--- Records supplied ---

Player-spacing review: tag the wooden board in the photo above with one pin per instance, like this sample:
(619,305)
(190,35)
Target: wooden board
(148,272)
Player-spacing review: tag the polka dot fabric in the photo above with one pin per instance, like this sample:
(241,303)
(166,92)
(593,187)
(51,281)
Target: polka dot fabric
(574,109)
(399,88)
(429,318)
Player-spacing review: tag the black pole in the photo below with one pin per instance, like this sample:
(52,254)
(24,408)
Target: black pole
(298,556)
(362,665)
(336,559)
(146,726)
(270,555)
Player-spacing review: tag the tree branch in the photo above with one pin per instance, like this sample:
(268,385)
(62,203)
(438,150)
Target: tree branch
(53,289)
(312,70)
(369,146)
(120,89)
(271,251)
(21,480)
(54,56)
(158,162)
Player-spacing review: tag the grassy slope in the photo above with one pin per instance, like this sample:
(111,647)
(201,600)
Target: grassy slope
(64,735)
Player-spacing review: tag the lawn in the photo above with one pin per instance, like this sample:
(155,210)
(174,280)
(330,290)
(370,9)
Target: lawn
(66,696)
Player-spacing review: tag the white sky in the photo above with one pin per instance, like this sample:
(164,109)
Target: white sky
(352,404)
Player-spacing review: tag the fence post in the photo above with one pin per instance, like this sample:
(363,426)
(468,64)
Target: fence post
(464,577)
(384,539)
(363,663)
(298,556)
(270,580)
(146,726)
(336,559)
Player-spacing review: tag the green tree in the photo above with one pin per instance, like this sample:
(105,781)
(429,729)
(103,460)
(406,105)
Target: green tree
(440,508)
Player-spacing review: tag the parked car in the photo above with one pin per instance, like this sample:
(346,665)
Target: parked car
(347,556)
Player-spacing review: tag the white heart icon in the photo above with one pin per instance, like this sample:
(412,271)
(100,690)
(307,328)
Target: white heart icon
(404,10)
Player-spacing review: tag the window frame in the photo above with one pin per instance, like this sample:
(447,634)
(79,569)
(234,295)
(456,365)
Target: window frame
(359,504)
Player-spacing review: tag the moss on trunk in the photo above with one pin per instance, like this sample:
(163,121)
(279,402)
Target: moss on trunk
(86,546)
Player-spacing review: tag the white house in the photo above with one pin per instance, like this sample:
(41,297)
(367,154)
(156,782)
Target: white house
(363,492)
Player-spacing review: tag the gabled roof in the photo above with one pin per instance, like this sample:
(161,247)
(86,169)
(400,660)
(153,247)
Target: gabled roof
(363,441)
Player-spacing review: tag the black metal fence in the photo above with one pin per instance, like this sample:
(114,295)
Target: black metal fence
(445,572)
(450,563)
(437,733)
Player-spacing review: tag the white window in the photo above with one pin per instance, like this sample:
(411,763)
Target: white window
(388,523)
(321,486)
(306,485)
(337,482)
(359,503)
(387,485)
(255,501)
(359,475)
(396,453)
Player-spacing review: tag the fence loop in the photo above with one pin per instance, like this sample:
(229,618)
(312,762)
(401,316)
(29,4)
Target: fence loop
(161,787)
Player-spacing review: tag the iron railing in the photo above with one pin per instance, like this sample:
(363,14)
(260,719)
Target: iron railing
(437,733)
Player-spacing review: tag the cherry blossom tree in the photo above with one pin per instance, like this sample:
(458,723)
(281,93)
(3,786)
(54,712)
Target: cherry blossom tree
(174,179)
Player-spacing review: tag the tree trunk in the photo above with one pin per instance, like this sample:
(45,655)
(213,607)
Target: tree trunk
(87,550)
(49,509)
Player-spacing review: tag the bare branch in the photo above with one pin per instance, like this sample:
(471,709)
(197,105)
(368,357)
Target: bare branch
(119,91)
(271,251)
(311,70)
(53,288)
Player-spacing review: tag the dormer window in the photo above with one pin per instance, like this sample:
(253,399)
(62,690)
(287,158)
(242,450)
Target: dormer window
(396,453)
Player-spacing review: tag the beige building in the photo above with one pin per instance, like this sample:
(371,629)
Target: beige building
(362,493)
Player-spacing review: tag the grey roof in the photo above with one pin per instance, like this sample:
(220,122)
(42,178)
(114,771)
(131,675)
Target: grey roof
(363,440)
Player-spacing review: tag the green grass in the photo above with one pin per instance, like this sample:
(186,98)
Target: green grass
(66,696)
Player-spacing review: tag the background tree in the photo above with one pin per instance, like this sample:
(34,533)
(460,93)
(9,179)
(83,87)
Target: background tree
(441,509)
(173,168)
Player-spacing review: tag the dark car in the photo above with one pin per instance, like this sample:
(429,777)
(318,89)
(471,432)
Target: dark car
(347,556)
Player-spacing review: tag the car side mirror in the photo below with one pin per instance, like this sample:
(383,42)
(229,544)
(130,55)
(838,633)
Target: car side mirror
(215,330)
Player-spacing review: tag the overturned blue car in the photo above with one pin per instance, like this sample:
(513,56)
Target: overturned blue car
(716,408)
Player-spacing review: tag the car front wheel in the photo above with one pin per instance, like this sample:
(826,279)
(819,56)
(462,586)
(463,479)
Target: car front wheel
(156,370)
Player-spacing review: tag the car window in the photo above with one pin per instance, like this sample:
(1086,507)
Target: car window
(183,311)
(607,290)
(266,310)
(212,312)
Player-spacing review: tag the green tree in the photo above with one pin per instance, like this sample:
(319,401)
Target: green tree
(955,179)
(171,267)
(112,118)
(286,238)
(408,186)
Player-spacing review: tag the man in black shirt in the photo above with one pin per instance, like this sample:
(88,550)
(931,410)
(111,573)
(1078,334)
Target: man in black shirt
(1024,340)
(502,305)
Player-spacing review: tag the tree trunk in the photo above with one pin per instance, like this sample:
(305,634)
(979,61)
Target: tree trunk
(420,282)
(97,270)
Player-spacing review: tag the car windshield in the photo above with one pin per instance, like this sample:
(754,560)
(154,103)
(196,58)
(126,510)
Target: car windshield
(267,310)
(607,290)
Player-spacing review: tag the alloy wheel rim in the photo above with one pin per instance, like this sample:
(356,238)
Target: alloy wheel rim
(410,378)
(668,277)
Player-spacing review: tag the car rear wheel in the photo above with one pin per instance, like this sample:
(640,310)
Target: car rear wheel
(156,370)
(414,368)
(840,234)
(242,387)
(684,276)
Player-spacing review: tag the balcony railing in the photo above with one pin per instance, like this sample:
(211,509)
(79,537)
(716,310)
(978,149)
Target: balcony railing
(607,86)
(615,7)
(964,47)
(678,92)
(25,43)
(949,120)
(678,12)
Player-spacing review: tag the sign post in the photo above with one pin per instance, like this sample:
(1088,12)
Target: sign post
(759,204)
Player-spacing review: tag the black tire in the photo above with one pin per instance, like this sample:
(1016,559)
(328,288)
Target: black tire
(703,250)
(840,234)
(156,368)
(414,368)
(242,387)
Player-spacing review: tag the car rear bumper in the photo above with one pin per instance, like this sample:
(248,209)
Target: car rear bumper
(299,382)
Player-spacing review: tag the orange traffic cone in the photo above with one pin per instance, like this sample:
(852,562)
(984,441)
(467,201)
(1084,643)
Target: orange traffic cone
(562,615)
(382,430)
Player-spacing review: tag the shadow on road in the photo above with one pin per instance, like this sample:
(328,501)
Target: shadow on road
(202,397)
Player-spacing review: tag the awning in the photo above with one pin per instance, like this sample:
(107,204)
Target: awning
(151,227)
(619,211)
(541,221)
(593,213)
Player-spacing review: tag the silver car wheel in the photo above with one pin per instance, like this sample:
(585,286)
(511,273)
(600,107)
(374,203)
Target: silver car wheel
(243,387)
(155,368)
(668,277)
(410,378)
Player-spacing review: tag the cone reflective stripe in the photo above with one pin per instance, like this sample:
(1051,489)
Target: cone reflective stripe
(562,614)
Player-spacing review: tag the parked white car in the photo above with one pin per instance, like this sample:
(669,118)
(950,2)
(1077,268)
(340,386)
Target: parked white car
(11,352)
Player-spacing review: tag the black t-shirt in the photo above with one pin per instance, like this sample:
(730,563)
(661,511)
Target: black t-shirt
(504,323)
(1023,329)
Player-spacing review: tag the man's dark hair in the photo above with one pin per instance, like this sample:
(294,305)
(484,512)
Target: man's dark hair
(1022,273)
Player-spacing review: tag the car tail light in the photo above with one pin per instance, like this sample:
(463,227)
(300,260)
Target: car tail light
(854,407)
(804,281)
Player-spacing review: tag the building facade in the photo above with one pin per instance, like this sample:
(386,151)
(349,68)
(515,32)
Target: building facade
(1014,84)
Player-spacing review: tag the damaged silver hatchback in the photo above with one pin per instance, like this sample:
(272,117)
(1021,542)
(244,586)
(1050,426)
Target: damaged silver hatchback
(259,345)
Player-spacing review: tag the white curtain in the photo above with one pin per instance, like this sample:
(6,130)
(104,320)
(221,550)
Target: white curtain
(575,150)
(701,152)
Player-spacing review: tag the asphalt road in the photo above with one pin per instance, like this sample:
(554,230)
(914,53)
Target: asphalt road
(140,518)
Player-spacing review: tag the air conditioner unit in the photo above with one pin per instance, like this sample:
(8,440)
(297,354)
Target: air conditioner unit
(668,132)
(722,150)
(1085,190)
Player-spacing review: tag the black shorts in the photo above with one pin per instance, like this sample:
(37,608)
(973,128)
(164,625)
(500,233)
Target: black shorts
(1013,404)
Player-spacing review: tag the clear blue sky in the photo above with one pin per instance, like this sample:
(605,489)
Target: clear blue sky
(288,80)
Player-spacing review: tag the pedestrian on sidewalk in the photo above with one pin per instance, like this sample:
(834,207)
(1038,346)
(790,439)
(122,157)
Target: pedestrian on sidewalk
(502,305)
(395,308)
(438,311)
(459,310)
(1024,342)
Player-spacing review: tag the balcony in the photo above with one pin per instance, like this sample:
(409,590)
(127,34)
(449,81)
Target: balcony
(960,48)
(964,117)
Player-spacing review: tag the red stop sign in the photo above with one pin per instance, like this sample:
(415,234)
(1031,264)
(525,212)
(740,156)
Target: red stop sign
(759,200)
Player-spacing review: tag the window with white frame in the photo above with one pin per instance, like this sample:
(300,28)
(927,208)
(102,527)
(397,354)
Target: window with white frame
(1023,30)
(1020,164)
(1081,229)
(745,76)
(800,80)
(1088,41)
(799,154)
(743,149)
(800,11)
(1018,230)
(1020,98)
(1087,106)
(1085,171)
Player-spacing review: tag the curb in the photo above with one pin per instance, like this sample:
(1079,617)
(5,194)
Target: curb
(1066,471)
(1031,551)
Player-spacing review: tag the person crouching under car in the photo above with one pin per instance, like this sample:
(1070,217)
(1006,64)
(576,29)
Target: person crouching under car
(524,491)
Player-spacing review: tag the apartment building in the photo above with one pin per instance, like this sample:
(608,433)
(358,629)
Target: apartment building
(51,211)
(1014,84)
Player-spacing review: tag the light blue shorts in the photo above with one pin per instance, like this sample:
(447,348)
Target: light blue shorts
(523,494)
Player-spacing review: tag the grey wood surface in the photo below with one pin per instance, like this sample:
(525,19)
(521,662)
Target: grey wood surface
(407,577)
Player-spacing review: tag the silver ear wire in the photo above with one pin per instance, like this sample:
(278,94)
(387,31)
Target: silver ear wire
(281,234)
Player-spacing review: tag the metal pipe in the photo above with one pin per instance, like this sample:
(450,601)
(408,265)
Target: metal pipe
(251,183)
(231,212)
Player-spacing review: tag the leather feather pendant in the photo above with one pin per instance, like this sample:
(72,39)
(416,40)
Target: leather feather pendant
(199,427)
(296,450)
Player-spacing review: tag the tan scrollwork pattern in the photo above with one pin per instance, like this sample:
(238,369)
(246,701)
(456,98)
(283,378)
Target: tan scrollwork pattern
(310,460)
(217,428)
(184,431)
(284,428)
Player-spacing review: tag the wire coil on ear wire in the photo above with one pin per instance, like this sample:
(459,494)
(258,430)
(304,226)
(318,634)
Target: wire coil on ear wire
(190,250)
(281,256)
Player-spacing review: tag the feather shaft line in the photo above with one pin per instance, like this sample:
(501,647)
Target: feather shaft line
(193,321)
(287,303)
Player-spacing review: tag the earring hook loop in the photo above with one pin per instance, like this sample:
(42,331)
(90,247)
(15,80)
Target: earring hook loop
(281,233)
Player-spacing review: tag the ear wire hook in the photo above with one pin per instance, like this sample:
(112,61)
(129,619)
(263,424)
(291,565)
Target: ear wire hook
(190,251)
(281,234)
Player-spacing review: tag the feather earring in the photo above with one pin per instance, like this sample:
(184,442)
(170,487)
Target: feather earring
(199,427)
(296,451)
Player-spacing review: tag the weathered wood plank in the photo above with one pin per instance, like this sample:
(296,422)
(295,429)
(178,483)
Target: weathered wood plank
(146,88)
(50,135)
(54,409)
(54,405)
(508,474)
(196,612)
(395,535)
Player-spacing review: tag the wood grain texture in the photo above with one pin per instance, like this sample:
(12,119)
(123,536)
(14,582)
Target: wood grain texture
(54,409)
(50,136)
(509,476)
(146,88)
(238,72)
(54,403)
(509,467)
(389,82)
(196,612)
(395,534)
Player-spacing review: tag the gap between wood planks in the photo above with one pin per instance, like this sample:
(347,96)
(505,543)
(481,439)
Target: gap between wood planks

---

- Given problem
Return precisely the lines of the records, starting with the line that holds "Player-spacing review: tag the weathered" and ending with the last one.

- Solution to the problem
Player-spacing review: tag the weathered wood plank in the photo above with one pin per instance, like this sample:
(296,422)
(295,429)
(178,483)
Target: weathered wood plank
(146,88)
(50,135)
(54,409)
(54,405)
(508,474)
(196,612)
(395,535)
Player-spacing review: tag the wood grain texture in the photo above with one pin per instance, like this sample:
(12,119)
(123,536)
(14,582)
Target: wood grain texture
(54,409)
(50,136)
(509,476)
(146,88)
(238,72)
(54,403)
(509,467)
(389,82)
(196,612)
(395,534)
Player-spacing review: tag the gap between wood planks in the photo above with one pin per instance, like this sample:
(347,96)
(505,543)
(481,439)
Target: gap between wood planks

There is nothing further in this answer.